_What this task involves_
Can you give back the material between the lines holding "Task: find the number 99" and "point(188, 225)", inclusive, substituting "halter" for "bridle" and leaving everything else unchanged?

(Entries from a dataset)
## Start

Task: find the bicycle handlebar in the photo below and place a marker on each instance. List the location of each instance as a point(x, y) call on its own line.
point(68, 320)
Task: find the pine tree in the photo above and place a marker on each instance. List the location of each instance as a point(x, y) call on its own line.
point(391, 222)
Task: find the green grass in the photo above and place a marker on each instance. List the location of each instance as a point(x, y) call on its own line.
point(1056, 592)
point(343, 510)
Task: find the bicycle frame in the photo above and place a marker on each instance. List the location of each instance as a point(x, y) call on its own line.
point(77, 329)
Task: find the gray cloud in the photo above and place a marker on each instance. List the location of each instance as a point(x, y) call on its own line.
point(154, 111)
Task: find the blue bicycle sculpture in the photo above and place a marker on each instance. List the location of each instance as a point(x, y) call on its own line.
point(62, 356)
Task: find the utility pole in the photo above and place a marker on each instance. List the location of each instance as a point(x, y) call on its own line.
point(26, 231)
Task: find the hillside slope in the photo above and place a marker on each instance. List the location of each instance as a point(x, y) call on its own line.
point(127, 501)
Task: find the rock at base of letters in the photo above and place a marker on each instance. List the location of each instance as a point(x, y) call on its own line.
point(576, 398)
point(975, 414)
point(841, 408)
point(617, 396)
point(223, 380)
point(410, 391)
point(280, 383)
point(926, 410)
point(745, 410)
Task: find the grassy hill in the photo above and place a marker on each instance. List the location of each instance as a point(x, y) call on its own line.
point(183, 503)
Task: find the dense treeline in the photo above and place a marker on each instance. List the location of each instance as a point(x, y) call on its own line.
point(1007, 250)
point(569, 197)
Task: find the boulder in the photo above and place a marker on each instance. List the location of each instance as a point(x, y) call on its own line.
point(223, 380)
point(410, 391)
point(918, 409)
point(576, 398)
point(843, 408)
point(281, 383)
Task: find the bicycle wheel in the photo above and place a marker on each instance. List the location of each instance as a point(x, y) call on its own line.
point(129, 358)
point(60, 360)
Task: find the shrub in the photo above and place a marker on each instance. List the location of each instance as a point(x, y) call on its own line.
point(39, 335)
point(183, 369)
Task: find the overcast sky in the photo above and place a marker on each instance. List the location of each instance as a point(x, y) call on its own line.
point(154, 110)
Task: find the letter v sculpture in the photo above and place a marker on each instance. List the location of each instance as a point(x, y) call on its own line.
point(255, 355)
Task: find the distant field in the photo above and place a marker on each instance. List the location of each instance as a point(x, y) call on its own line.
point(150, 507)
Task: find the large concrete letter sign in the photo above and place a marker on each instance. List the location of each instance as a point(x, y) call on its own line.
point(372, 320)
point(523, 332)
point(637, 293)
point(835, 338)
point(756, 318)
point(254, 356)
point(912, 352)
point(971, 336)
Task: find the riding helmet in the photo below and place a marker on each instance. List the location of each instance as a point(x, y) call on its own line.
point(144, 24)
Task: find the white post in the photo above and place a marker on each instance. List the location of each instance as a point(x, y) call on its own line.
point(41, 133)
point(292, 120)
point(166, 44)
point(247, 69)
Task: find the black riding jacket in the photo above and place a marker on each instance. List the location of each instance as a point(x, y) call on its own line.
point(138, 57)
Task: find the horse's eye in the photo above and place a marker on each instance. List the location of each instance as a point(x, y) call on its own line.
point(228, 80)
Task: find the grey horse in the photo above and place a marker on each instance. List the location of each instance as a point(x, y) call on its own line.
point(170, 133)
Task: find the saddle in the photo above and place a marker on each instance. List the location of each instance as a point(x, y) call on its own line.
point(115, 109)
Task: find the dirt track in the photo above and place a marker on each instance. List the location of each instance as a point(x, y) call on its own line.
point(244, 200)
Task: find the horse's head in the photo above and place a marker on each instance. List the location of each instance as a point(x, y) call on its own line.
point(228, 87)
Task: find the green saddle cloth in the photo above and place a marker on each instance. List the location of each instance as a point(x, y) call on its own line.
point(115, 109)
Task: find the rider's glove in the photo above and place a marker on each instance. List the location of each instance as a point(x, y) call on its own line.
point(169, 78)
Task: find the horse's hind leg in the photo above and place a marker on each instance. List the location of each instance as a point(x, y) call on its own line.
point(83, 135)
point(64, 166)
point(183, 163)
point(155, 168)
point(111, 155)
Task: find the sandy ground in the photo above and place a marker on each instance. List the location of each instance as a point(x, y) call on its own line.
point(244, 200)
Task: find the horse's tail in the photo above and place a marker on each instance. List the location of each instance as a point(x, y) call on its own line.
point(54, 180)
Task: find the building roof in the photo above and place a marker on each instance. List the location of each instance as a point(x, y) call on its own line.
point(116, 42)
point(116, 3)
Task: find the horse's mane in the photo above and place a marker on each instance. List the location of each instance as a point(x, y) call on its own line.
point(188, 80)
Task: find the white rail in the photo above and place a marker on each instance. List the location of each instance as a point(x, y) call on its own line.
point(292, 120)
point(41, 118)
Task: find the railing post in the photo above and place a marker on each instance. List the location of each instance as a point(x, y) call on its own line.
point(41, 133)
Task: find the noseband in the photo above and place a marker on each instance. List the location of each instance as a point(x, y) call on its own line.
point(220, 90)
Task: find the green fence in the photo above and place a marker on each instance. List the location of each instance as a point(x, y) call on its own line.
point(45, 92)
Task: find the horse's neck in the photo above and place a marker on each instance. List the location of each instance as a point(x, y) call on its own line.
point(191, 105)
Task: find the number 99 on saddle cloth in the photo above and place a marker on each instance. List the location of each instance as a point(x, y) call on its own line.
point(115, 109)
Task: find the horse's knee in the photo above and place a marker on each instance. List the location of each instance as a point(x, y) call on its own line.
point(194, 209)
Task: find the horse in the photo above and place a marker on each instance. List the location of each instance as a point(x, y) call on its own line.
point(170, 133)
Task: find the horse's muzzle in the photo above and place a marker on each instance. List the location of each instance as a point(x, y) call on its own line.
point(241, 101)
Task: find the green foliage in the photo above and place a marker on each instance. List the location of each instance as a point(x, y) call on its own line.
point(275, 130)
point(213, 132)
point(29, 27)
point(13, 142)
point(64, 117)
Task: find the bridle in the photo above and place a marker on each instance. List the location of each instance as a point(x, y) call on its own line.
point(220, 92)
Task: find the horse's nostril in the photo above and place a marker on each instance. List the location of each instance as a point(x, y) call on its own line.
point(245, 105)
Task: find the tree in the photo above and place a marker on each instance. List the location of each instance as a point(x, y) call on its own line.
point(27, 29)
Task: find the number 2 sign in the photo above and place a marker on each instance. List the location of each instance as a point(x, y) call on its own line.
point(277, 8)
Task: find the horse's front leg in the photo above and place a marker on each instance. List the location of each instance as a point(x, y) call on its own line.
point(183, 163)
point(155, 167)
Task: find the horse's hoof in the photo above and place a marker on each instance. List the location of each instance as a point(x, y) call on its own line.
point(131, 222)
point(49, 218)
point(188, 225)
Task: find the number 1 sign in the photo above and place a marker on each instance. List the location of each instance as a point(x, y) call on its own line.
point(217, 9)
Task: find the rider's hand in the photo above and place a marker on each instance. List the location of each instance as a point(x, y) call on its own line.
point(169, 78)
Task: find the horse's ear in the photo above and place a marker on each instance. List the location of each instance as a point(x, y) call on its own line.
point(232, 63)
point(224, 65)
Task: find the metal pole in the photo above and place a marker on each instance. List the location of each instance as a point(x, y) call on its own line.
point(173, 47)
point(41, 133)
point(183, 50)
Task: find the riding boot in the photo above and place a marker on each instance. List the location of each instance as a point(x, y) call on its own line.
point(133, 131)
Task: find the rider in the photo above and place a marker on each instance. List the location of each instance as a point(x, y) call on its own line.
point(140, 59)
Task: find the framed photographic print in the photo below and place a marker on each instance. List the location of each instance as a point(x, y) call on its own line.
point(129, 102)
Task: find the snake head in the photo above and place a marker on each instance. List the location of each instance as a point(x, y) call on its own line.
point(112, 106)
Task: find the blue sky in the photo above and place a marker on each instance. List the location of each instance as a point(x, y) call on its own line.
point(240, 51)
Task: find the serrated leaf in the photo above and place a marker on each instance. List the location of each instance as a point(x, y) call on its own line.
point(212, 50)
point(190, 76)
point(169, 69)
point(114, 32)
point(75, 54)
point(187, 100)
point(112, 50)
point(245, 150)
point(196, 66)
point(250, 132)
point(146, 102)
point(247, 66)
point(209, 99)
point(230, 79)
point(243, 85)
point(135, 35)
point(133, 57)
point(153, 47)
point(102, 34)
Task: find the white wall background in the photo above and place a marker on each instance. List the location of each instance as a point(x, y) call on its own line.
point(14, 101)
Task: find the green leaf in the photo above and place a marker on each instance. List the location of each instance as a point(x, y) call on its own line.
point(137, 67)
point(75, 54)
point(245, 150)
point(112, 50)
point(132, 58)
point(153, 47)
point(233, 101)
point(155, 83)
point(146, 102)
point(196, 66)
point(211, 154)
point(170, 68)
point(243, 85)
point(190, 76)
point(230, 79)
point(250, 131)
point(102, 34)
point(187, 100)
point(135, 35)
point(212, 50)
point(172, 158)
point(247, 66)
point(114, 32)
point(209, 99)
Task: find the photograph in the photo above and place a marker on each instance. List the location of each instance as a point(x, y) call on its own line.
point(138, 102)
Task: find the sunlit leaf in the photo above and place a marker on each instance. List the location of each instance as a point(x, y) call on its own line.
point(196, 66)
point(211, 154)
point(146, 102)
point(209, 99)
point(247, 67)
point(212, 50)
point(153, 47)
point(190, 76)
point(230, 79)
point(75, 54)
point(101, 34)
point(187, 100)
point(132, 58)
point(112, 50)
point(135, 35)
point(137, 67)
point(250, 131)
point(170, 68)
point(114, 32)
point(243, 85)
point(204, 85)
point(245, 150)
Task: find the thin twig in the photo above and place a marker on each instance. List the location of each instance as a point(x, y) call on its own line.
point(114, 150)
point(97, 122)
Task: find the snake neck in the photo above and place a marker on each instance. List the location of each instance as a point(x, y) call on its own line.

## End

_Solution to this task_
Task: find the number 99 on saddle cloth in the photo above and place a marker on each instance. List the location of each instance as a point(x, y) call on its own line.
point(115, 109)
Task: find the horse's knee in the photo above and place a marker on each instance. List the location of each instance as a point(x, y) call on its own line.
point(194, 209)
Task: find the horse in the photo above and place a marker on each instance. List the location of each instance as a point(x, y) call on its own line.
point(170, 133)
Task: find the horse's muzzle in the photo above and place a marker on each instance. List the location of each instance as a point(x, y) call on its own line.
point(241, 101)
Task: find the green foliage in the photo above and place a marker on each instance. List the location of each instance as a point(x, y) call on its own line.
point(275, 130)
point(213, 132)
point(29, 27)
point(13, 142)
point(64, 117)
Task: find the halter in the photo above and place a marker on each instance. List the location of each instance as a point(x, y) call on its own line.
point(220, 92)
Task: find the horse's nostril in the photo above and place a marker on each instance. List the location of each instance as a point(x, y) call on its own line.
point(245, 105)
Task: find the tree in the photo above and place a marker on each instance. List the location of each instance as a point(x, y) call on its own line.
point(27, 29)
Task: find the number 2 sign in the photo above and place a marker on each instance. List the location of each instance as a point(x, y) call on its own line.
point(277, 8)
Task: find the horse's front leg in the photo above and place a marker on each instance. List the location of each instance as a point(x, y) call on its own line.
point(183, 163)
point(155, 167)
Task: find the horse's hoof in the photo above and place a marker on each instance. List the location of each instance as a point(x, y) call on its own line.
point(131, 222)
point(49, 218)
point(188, 225)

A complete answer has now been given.